» Source document
+---+

Traditional square dance is a generic American term for any style of American square dance other than modern Western. The term can mean (1) any of the American regional styles (broadly, Northeastern, Southeastern, and Western) that existed before around 1950, when modern Western style began to develop out of a blend of those regional styles, or (2) any style (other than modern Western) that has survived, or been revived, since around 1950. The term Traditional Square Dance is also used in England to refer to dances collected from villages in the first half of the 20th century.

A traditional square dance in Concord, Massachusetts

Traditional square dance can be distinguished from modern western square dance by the following characteristics:
1. A limited number of basic movements, or “calls,” enabling the average dancer to join the group by assimilation rather than by taking a series of lessons.
2. Dance figures (sequences of basic movements) that are called in a set order and repeated, rather than improvised by the caller. (In Southeastern style the caller chooses figures from a repertoire of a dozen or two and can call them in any order, but the order of movements within each figure does not change.)
3. The use of live music as the norm.

In addition, because there is no governing body to set standards for traditional square dancing, each caller decides which basic movements and dance figures he or she will use. There are regional variations in how dancers execute the basic movements, usually having to do with hand or arm position. The same dance figure may have different names in different regions; the same name may refer to different dance figures, or even (in the case of "do-si-do") different basic movements. This lack of standardization does not present a problem to the dancers, because at least one of two conditions is always true: either the caller walks the dancers through the figures before calling them to music, or the event is attended almost entirely by local people familiar with that caller's repertoire.

==Types of traditional square dance==
There are at least three broad categories of events that can be referred to as "traditional square dances".

+---+

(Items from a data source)
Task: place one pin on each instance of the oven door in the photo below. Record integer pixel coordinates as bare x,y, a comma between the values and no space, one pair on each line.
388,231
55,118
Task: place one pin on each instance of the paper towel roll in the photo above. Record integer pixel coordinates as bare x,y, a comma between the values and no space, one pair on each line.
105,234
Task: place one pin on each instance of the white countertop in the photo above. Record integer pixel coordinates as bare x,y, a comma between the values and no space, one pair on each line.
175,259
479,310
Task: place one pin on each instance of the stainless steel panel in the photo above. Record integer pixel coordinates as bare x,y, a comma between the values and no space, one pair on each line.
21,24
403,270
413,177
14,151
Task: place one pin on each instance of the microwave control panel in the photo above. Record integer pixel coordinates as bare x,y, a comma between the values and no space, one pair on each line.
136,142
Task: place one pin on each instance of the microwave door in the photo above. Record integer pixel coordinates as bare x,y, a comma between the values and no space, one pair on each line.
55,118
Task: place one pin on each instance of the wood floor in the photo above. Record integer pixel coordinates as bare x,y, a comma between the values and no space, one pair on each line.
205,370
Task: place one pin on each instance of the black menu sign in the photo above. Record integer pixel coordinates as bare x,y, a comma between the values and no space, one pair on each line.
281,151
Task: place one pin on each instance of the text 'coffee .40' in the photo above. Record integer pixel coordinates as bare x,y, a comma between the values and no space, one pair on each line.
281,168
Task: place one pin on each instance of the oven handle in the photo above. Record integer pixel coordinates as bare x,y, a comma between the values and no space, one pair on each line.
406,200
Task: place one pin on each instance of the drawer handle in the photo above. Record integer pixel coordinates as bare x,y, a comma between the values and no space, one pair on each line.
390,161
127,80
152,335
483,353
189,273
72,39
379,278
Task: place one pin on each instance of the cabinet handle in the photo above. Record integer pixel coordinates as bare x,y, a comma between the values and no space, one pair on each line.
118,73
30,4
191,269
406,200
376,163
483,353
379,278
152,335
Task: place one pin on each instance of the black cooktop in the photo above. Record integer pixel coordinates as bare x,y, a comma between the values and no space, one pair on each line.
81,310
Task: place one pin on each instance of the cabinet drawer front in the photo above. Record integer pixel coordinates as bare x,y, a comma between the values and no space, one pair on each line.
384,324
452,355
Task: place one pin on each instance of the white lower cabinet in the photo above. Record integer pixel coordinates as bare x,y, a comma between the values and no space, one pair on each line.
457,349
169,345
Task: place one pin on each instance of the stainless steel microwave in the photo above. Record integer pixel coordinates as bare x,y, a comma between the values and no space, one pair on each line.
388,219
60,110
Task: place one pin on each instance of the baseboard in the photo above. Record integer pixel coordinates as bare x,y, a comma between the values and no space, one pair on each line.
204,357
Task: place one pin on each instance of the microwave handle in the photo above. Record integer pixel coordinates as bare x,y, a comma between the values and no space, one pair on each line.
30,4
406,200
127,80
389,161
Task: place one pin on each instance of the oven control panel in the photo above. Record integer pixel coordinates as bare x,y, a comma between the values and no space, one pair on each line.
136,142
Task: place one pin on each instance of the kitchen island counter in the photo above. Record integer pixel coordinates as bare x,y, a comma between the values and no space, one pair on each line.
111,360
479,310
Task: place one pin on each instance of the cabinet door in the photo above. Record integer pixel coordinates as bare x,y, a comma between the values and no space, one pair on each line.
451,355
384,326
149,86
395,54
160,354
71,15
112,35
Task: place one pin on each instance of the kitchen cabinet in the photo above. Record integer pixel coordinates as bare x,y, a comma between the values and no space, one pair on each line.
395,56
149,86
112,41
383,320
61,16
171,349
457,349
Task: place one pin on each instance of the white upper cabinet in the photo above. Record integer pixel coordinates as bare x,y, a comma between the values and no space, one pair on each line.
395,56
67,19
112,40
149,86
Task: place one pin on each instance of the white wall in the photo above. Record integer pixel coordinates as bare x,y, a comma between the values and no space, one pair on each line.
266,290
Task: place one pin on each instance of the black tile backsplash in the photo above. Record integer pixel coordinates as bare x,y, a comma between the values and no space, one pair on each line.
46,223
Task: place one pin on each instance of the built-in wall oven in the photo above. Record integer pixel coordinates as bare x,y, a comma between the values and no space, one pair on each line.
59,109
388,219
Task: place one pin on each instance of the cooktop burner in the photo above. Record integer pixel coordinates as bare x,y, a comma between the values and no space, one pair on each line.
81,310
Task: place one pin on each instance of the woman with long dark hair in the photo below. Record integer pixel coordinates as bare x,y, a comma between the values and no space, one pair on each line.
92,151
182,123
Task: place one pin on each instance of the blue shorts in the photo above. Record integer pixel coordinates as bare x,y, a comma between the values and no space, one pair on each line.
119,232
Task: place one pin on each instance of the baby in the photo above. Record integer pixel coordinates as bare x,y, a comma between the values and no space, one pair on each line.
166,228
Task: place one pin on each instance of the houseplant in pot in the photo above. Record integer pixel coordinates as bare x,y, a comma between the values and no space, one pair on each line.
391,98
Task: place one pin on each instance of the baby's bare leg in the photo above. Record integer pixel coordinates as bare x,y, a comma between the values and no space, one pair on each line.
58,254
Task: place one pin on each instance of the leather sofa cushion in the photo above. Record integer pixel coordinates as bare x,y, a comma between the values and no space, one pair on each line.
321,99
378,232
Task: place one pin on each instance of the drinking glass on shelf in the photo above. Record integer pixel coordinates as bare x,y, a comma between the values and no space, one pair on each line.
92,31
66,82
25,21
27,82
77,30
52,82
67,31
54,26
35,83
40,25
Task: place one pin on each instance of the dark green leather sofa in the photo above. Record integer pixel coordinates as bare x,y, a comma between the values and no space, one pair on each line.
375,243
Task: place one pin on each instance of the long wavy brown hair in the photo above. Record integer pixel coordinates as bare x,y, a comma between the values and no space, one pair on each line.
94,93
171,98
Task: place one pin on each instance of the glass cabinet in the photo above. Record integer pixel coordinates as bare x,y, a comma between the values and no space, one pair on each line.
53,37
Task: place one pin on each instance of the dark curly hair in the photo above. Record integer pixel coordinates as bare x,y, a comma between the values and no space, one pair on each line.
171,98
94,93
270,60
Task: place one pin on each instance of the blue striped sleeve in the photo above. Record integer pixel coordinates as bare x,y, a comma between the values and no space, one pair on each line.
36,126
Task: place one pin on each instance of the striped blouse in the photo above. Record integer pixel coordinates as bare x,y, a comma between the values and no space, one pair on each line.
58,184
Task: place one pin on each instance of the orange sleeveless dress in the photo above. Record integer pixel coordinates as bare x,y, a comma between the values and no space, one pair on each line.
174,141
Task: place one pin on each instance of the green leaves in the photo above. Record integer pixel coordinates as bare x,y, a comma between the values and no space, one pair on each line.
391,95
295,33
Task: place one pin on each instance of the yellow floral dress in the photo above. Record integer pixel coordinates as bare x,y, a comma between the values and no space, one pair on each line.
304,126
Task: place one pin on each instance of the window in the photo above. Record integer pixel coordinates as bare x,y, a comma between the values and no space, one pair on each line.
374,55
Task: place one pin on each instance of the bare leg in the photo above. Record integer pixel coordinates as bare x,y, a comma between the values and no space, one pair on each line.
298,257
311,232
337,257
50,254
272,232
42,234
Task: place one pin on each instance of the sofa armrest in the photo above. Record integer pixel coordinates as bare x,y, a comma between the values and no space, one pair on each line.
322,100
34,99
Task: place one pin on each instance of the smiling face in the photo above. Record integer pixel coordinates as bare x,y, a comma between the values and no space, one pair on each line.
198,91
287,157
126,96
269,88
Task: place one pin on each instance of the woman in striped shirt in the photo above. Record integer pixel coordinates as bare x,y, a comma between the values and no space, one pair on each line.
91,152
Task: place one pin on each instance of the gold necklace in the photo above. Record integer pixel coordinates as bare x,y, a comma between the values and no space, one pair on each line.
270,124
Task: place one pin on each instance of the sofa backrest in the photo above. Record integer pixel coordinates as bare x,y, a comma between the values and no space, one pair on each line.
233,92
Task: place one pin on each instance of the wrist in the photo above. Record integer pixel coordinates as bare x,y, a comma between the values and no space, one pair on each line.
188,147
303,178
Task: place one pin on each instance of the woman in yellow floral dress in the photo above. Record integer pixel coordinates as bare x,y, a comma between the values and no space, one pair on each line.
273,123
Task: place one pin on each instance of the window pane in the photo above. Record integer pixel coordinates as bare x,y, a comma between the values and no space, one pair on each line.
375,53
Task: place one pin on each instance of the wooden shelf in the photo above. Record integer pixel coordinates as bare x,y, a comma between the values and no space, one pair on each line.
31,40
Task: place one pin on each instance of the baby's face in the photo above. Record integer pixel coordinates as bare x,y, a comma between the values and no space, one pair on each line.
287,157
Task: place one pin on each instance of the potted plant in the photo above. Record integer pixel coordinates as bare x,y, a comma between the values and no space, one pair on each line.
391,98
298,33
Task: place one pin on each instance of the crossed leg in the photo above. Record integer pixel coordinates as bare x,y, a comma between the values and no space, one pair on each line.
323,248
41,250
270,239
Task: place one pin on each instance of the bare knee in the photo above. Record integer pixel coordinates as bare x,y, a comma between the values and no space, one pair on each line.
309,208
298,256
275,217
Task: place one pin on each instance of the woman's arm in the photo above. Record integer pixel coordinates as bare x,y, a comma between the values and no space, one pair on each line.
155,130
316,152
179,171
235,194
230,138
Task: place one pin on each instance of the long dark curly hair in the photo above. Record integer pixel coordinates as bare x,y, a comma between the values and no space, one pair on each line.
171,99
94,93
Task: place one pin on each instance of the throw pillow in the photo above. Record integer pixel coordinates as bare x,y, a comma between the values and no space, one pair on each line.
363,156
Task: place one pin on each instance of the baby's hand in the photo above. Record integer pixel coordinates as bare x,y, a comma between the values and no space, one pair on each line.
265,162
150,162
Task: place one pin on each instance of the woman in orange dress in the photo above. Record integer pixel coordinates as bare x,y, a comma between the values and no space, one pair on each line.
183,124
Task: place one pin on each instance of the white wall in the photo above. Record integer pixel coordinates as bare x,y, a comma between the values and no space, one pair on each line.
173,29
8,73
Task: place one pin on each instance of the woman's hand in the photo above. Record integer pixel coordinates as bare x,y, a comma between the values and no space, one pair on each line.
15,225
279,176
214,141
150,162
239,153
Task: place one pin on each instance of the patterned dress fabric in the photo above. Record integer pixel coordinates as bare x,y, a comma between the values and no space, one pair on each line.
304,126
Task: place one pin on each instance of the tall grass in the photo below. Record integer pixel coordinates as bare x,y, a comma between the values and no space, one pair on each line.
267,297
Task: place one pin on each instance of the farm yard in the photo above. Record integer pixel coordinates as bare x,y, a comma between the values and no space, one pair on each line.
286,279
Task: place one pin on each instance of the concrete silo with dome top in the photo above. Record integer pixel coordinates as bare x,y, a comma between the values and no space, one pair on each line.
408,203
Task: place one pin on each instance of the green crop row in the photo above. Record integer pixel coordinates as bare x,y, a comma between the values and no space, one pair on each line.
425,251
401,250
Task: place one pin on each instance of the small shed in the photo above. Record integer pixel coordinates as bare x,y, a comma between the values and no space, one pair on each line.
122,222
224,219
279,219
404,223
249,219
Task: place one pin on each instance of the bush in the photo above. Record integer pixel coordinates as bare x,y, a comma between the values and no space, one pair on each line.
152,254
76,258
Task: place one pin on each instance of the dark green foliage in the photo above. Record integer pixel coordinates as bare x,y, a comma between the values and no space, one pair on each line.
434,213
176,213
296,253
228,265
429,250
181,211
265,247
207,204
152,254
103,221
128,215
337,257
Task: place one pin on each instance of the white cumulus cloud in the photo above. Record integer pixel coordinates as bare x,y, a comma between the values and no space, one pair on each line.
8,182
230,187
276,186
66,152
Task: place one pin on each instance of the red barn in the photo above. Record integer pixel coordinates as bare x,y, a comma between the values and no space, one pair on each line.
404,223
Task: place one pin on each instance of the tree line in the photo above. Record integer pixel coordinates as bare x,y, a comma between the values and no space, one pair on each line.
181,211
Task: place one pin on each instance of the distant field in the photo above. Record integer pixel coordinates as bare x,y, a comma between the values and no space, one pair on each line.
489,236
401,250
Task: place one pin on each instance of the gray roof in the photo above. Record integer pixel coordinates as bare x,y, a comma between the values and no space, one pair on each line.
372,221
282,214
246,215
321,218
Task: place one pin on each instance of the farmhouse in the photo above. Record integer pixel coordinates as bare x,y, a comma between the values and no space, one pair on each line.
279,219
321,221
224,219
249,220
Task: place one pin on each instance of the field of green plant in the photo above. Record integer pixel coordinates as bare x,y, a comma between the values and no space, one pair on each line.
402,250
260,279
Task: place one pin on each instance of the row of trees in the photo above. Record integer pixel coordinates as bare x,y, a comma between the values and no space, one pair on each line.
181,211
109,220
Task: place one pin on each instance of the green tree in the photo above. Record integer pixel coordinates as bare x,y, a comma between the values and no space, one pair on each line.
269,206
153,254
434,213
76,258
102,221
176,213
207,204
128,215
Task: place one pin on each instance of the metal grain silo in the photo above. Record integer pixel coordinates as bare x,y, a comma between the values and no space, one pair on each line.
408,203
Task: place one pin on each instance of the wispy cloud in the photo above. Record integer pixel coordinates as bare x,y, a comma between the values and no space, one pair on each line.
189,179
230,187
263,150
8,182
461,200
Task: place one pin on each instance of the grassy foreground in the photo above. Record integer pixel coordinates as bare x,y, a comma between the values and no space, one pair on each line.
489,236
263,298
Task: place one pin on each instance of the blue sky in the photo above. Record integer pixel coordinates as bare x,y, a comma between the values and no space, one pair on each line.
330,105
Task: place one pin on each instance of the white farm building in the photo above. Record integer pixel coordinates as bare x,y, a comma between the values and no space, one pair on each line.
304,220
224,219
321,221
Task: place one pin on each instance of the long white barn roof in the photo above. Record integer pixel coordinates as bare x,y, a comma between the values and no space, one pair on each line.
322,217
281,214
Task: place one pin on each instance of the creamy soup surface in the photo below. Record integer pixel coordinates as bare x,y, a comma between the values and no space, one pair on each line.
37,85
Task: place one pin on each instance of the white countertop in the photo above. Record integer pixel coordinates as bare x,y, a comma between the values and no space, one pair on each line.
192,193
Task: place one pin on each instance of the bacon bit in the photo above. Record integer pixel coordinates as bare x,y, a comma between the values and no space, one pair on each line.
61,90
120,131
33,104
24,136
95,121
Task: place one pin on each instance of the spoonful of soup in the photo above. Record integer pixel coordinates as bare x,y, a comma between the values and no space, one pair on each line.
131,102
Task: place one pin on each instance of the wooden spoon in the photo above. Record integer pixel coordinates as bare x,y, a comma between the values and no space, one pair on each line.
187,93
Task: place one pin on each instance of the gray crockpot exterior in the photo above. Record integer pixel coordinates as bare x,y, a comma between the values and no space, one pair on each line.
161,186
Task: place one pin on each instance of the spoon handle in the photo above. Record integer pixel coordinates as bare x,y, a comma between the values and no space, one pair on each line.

+---+

» Written exercise A
According to the square dance text, around what year did modern Western style begin to develop?
» Written exercise B
Switch "England" to "Scotland" and write out the square dance text from "Traditional square dance is a generic" to "the 20th century.".
» Written exercise C
Do these statements agree with the square dance text? Answer yes or no for each, quoting the words that decide it. (i) Live music is the norm in traditional square dance. (ii) In Southeastern style, the order of movements within each figure can change. (iii) A governing body sets standards for traditional square dancing.

» Correct response A
Around 1950.

» Correct response B
Traditional square dance is a generic American term for any style of American square dance other than modern Western. The term can mean (1) any of the American regional styles (broadly, Northeastern, Southeastern, and Western) that existed before around 1950, when modern Western style began to develop out of a blend of those regional styles, or (2) any style (other than modern Western) that has survived, or been revived, since around 1950. The term Traditional Square Dance is also used in Scotland to refer to dances collected from villages in the first half of the 20th century.

» Correct response C
(i) Yes: "The use of live music as the norm."
(ii) No: "the order of movements within each figure does not change."
(iii) No: "there is no governing body to set standards for traditional square dancing"